━━ GIVEN PASSAGE ━━

Earlier, Palestinian officials reported that Israeli undercover soldiers had kidnapped Hamas activist Ayoub Sharwai in Hebron, from an area supposedly under full Palestinian control.  

Sharwai's wife, who was in the car with him, said she saw him being dragged away at gunpoint.  

And Palestinian officials said an activist in the Popular Front for the Liberation of Palestine, Ahmed Mohammed Roai, and his wife, were detained by Israeli forces at a roadblock near the West Bank city of Qalqilya. The army had no immediate comment when contacted by the news service.  

Meanwhile, Haaretz said that the dispute between Israeli Prime Minister Ariel Sharon and Foreign Minister Shimon Peres as to when the Mitchell Committee recommendations should start to be implemented, emerged sharply Sunday in a meeting of the diplomatic-security cabinet.  

Peres said the “significant drop in incidents of Palestinian violence in the past few days show that Palestinian Authority Chairman Yasser Arafat has begun to make serious efforts to calm the territories.”  

But Sharon continued to stick by his demand for a “total stop to terror, violence and incitement before announcing the cooling-off period that will mark the start of the Mitchell implementation.”

━━━
━━ DATA ━━

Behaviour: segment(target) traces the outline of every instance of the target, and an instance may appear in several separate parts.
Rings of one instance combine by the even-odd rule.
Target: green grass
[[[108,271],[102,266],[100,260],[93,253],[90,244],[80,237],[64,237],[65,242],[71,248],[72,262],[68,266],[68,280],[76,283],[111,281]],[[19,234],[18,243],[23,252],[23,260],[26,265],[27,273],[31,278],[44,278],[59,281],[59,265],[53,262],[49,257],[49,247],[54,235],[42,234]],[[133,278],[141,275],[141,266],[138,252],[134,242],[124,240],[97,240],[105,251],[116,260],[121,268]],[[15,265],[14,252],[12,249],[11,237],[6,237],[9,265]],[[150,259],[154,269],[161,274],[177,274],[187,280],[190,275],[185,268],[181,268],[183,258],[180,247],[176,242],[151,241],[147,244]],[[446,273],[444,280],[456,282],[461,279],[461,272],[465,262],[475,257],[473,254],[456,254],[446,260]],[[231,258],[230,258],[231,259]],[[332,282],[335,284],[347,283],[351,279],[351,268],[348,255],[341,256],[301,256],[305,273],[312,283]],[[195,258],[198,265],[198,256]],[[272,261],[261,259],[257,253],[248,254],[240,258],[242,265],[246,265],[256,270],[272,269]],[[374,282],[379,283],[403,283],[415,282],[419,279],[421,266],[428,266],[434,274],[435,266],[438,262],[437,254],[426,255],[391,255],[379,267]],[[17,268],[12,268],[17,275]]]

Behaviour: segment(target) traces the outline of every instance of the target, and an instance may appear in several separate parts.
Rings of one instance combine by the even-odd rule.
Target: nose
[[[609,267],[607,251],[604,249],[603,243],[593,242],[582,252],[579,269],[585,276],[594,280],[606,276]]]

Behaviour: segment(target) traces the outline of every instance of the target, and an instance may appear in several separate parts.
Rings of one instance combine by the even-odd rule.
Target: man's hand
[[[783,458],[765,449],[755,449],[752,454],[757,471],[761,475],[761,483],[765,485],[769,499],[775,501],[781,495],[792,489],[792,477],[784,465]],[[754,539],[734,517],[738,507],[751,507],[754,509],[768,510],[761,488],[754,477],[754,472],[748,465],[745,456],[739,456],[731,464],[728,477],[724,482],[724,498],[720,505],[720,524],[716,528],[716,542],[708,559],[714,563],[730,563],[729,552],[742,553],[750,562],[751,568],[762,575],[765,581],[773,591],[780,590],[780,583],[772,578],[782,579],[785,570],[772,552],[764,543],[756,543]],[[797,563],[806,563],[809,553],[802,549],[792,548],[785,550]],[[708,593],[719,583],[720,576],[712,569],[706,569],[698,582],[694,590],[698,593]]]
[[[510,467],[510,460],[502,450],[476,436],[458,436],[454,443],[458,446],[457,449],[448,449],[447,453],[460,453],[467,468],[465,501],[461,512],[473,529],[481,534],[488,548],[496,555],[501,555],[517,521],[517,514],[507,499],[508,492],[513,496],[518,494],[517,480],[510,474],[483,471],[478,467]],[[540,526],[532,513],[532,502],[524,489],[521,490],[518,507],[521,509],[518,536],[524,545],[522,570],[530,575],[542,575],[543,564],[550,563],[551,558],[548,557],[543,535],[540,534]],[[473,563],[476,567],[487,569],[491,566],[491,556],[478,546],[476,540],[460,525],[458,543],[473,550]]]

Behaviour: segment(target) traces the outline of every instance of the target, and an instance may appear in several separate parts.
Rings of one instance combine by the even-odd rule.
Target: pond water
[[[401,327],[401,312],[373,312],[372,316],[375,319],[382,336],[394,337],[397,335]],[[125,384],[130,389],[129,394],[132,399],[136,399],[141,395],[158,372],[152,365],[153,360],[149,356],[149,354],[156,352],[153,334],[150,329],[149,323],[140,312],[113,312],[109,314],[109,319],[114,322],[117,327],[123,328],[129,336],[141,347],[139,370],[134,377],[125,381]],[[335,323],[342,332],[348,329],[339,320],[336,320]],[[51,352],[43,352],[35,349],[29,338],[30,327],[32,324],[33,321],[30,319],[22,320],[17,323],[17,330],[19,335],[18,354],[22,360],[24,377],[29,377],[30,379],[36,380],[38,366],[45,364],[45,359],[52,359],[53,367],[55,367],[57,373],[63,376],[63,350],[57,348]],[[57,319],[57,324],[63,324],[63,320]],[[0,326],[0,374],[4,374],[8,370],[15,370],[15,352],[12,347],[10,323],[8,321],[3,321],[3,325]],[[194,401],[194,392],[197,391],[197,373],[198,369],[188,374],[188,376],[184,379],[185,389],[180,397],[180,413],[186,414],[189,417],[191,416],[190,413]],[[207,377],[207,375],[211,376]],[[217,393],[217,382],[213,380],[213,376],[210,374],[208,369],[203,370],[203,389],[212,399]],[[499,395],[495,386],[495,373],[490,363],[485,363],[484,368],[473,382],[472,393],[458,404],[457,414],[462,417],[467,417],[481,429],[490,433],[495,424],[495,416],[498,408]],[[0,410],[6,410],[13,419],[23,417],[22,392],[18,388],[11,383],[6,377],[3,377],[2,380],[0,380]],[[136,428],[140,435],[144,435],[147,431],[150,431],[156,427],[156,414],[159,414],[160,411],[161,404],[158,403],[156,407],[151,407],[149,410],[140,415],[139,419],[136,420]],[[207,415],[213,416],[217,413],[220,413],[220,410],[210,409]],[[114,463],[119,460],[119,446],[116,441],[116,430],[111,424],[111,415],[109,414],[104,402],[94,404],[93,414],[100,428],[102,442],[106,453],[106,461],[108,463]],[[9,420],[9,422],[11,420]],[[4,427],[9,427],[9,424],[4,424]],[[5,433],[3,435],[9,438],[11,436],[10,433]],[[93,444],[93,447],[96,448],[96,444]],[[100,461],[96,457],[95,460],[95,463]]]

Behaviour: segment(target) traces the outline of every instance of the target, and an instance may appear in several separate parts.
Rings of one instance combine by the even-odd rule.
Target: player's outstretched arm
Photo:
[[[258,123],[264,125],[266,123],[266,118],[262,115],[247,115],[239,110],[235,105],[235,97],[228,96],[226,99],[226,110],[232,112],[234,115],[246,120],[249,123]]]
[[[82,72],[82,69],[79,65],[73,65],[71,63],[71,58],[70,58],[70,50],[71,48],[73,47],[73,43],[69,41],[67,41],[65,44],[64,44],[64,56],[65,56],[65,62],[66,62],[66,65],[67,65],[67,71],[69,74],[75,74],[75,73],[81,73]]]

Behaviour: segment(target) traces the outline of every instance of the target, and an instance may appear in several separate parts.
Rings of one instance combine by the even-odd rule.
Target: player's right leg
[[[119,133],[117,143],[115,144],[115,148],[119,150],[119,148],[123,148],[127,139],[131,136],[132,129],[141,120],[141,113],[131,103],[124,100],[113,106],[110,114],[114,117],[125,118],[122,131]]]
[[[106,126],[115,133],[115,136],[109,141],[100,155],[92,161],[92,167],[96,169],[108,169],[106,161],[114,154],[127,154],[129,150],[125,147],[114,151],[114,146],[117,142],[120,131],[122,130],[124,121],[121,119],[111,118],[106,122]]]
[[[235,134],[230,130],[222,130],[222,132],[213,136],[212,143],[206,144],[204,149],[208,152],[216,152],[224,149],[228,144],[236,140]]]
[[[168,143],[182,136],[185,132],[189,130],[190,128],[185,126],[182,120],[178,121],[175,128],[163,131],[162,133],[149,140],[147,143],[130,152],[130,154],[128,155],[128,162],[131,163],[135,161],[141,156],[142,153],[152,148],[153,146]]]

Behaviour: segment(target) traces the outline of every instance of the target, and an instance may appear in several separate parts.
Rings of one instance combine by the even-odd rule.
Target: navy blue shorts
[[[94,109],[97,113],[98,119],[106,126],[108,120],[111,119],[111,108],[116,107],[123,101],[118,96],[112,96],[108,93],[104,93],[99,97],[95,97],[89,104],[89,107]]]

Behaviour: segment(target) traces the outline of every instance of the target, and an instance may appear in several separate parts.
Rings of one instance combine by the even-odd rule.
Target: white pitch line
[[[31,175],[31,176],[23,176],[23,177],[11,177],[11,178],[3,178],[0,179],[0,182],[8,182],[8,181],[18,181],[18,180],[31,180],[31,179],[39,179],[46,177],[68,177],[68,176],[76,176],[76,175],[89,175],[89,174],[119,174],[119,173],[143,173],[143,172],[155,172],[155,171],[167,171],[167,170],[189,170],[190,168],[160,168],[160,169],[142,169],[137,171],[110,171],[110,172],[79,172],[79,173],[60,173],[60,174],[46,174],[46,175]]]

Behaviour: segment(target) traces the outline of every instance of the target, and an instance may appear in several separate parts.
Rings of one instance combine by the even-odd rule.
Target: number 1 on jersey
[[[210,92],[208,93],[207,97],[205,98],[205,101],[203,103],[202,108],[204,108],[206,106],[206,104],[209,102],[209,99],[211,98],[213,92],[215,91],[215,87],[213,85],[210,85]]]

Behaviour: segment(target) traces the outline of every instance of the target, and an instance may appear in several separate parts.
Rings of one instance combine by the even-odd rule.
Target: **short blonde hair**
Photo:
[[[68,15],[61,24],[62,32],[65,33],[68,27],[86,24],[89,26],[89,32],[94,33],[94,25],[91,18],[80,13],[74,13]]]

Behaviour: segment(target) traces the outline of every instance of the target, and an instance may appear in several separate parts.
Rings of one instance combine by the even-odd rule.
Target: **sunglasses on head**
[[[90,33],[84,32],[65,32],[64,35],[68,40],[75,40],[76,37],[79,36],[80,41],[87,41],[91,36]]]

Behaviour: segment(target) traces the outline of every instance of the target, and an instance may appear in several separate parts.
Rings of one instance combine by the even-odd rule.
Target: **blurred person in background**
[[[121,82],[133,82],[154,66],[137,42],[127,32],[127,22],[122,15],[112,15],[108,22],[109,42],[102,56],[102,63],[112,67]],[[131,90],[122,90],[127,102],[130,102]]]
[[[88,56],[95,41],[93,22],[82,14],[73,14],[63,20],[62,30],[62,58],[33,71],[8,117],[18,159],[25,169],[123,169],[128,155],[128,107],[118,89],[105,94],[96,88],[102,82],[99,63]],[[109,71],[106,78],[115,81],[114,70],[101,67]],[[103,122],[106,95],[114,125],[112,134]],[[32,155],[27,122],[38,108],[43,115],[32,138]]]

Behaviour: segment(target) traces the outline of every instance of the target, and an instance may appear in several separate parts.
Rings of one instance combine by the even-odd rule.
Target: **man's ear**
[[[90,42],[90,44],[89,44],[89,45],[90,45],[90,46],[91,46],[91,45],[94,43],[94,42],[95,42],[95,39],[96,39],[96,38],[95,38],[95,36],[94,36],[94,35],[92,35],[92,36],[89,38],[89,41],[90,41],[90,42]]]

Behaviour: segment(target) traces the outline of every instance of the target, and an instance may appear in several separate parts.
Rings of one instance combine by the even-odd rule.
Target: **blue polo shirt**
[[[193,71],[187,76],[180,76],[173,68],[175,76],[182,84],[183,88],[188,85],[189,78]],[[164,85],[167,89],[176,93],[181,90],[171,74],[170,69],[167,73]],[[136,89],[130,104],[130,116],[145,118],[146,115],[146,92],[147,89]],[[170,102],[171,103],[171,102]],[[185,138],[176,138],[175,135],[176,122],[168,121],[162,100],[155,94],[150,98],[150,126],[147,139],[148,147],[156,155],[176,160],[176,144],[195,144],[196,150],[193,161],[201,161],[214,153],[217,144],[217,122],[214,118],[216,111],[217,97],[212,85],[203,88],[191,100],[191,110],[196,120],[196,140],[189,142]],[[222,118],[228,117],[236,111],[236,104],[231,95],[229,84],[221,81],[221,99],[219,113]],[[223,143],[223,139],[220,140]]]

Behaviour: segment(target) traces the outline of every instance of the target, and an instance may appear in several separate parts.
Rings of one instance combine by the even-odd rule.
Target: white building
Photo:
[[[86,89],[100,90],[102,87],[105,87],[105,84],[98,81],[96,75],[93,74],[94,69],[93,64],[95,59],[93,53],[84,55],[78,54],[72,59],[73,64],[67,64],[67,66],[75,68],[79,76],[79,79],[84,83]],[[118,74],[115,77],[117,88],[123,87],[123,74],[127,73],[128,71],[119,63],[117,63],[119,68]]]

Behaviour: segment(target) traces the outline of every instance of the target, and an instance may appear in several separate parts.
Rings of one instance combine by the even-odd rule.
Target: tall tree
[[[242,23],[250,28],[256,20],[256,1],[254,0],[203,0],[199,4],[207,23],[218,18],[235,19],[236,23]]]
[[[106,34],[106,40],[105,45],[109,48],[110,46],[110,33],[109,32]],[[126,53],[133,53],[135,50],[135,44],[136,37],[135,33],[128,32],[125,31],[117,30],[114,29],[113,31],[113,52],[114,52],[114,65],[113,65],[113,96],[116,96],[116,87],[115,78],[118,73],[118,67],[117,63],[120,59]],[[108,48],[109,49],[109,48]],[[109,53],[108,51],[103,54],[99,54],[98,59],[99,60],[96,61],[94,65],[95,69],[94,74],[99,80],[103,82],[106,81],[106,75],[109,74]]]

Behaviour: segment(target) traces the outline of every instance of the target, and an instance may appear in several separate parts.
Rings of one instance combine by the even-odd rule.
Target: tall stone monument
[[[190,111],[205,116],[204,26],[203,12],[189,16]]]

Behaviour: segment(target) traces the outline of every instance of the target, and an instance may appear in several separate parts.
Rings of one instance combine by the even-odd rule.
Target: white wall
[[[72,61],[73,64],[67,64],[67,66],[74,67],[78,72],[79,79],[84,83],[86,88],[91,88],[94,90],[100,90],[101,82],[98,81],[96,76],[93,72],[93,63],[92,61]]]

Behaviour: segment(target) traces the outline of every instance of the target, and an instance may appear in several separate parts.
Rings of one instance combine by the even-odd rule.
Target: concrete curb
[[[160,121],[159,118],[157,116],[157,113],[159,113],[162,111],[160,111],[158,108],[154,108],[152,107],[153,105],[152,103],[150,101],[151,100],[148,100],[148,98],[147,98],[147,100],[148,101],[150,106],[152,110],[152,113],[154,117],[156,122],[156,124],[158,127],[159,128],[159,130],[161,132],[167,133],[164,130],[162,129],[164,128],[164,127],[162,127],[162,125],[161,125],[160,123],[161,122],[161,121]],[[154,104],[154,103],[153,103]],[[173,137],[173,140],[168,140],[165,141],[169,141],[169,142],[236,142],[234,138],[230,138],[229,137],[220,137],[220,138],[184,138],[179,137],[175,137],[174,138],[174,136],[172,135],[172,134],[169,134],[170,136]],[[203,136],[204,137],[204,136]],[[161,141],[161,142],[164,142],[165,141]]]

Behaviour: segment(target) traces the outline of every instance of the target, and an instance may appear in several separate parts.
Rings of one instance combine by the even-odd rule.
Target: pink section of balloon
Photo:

━━━

» WHAT IS ASKED:
a) According to the news excerpt, why did Peres believe Arafat had begun making serious efforts to calm the territories?
b) Count the lines in the rows that contain the string "white", matching case exactly.
The rows are unrelated to the news excerpt.

» SOLUTIONS IN ORDER:
a) Peres pointed to the "significant drop in incidents of Palestinian violence in the past few days" as a sign that Arafat had begun making serious efforts to calm the territories.

b) 3